Region pointing data:
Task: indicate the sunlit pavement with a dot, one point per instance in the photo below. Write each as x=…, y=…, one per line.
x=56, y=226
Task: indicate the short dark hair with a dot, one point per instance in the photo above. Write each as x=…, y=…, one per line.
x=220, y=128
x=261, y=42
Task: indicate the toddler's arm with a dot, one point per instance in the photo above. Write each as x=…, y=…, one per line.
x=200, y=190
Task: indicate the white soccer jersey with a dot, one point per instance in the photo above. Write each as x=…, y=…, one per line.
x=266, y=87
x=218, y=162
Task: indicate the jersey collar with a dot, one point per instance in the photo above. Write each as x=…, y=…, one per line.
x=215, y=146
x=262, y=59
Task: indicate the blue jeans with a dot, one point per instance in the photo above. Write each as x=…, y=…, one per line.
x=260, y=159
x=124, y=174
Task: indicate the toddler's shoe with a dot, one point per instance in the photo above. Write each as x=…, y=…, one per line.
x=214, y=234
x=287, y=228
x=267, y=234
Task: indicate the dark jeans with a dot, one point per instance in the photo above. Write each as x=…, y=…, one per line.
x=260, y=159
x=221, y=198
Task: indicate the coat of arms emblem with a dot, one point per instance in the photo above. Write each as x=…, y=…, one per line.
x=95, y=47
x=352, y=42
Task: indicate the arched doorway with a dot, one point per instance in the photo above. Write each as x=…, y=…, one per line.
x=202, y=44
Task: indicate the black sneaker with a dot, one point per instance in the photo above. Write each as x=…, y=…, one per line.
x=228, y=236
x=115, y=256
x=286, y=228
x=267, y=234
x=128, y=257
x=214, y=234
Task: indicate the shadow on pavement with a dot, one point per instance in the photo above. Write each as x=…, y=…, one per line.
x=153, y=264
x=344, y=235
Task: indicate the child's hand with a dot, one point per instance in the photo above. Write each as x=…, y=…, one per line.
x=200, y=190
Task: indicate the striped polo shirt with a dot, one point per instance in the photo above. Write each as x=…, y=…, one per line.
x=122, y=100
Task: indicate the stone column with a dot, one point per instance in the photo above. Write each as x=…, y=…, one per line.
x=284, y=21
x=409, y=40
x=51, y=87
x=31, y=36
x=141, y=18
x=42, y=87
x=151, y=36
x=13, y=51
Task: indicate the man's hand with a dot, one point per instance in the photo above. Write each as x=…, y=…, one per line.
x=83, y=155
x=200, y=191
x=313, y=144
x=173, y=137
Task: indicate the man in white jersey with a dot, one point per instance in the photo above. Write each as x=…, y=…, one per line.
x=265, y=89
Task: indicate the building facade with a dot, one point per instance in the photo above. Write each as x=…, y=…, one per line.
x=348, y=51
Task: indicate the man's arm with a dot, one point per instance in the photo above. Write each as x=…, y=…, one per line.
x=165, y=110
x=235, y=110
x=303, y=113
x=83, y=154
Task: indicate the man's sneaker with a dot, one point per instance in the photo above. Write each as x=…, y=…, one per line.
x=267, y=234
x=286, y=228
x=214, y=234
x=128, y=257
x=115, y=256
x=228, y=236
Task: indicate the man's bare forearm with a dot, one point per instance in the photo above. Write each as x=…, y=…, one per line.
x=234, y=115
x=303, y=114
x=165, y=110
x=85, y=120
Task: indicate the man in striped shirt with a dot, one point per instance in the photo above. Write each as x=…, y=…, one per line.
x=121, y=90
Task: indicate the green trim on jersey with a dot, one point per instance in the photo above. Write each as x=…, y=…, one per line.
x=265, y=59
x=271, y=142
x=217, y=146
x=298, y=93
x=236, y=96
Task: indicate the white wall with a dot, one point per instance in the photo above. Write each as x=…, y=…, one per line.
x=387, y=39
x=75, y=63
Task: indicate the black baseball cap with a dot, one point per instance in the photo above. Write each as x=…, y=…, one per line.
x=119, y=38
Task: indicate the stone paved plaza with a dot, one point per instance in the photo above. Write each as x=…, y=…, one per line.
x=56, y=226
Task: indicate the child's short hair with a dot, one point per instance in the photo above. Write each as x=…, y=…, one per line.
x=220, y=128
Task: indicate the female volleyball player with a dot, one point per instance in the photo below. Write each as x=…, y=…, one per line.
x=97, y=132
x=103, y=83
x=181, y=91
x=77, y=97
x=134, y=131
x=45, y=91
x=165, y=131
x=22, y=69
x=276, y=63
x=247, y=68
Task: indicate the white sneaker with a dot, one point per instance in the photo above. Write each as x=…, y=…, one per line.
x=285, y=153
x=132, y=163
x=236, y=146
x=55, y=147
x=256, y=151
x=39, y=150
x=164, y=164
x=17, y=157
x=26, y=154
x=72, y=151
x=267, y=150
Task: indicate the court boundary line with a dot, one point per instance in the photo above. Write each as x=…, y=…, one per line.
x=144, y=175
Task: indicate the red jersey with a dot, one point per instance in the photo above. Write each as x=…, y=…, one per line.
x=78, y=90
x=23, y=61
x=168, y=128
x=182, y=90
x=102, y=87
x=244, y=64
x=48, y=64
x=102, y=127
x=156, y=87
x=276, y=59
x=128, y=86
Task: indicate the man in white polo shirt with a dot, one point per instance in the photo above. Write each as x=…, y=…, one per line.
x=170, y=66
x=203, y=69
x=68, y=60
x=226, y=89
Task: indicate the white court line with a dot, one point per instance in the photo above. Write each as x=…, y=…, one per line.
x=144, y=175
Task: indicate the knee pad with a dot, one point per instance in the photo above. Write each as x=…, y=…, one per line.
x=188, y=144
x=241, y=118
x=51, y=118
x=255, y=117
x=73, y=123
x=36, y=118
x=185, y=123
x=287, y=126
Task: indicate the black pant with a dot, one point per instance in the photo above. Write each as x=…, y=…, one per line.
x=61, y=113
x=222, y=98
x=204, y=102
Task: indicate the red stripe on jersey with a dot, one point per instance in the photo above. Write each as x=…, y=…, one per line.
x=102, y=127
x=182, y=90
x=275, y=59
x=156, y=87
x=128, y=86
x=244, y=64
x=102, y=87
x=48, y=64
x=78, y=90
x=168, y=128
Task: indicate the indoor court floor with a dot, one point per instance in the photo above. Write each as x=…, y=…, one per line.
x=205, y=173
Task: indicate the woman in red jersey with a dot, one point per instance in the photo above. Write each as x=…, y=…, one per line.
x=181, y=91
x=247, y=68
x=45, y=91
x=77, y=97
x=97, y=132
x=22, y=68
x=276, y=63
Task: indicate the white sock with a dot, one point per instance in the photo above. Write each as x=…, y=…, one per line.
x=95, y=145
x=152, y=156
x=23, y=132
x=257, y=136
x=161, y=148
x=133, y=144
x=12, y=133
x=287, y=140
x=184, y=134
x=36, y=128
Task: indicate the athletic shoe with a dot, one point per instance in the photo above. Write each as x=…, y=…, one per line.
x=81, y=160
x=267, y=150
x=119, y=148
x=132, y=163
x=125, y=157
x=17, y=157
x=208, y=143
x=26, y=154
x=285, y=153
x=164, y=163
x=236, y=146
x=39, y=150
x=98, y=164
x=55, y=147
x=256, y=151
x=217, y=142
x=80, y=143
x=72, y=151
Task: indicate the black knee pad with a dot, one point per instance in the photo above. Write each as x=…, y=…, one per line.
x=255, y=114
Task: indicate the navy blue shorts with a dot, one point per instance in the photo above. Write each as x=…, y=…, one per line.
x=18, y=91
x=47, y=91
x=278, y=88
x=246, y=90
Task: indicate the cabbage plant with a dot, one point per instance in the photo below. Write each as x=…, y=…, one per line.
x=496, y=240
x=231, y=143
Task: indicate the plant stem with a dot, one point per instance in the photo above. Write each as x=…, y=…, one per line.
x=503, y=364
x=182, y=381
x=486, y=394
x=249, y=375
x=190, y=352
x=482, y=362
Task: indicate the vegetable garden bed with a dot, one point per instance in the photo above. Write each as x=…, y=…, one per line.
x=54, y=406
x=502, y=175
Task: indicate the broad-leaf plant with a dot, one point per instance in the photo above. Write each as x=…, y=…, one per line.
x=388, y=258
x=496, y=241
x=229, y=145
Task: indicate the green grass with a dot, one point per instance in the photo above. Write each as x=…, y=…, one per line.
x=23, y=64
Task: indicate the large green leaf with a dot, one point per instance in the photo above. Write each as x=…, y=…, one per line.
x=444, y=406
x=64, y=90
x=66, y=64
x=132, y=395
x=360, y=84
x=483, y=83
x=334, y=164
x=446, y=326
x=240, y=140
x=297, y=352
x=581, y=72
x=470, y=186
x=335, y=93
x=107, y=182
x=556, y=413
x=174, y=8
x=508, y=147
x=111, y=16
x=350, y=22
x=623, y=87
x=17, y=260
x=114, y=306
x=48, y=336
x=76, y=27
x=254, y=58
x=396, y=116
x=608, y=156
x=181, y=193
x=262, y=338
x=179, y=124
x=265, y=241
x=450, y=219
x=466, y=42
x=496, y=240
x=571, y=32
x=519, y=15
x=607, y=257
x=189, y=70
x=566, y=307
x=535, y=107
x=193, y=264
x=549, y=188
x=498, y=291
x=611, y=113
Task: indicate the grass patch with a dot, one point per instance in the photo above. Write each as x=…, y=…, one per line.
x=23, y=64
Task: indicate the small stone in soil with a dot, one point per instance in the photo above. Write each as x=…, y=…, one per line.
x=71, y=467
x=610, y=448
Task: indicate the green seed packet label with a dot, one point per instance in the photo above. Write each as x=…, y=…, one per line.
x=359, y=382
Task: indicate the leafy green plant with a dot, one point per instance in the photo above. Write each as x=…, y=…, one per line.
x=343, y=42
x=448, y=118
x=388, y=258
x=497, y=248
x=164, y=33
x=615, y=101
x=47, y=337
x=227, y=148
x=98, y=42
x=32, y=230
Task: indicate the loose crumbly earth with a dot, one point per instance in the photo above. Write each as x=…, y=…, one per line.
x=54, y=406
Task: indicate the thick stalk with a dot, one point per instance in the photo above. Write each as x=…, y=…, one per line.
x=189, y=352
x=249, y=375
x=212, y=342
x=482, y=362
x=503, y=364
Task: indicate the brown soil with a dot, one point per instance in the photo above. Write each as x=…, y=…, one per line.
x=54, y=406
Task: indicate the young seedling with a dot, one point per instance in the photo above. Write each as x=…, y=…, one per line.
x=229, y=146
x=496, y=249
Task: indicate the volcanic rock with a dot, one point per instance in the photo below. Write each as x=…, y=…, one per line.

■ **EXERCISE OBJECTIVE**
Repeat only the lines from the one holding "Task: indicate the large" through the last line of the data.

■ **ANSWER TO THE EXERCISE**
Task: indicate the large green leaf with a dot, one point per instance in the photo above. Write each as x=…, y=…, one per line.
x=444, y=406
x=64, y=90
x=66, y=64
x=132, y=395
x=360, y=84
x=483, y=83
x=334, y=164
x=446, y=326
x=240, y=140
x=297, y=352
x=581, y=72
x=470, y=186
x=335, y=93
x=107, y=182
x=556, y=413
x=174, y=8
x=508, y=147
x=111, y=16
x=350, y=22
x=623, y=87
x=17, y=260
x=114, y=306
x=48, y=336
x=76, y=27
x=254, y=58
x=396, y=116
x=608, y=156
x=181, y=193
x=262, y=338
x=179, y=124
x=265, y=241
x=450, y=219
x=466, y=42
x=496, y=240
x=571, y=32
x=519, y=15
x=607, y=257
x=189, y=70
x=566, y=307
x=535, y=107
x=193, y=264
x=549, y=188
x=498, y=291
x=611, y=113
Task: indicate the grass patch with a dot, one point per instance in the photo above. Write each as x=…, y=…, one per line.
x=23, y=64
Task: indicate the small stone in soil with a dot, one point per instance in the photo above. Write each as x=…, y=…, one per line.
x=71, y=467
x=610, y=448
Task: indicate the green seed packet label with a dot, one point per instance in the photo above. Write each as x=…, y=…, one per line.
x=359, y=382
Task: indicate the leafy green plant with a dot, one point per instance in the photo above. Write each as x=…, y=…, one per line.
x=343, y=42
x=448, y=118
x=388, y=258
x=497, y=248
x=164, y=33
x=615, y=101
x=47, y=337
x=227, y=148
x=98, y=42
x=32, y=230
Task: indicate the loose crumbly earth with a dot, one point per instance in the photo above. Write each as x=…, y=…, one per line.
x=54, y=406
Task: indicate the thick stalk with a dot, one point per instance in the photo above. Write each as x=…, y=…, one per line.
x=189, y=352
x=249, y=375
x=212, y=342
x=482, y=362
x=503, y=364
Task: indicate the brown soil with a dot, one point per instance in the photo above. Write each as x=…, y=…, one per line.
x=54, y=406
Task: indicate the young seedling with a dot, one point per instance in the photo above. Write each as x=…, y=…, one per line.
x=229, y=146
x=496, y=249
Task: indicate the volcanic rock with a dot, one point per instance in the photo below. Write each as x=…, y=…, one per line.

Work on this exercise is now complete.